*The task*
Could you write out the records below exactly as they appear?

>> start Data excerpts

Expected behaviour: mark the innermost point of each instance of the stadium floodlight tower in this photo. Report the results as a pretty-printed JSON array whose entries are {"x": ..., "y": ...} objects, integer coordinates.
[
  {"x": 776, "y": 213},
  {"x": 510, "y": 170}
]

>> end Data excerpts

*Task output*
Expected behaviour: mark the innermost point of each instance of the stadium floodlight tower in this photo. Report the results as a pretty-printed JSON array whose entries are {"x": ..., "y": ...} objects, integer coordinates.
[
  {"x": 776, "y": 213},
  {"x": 510, "y": 170}
]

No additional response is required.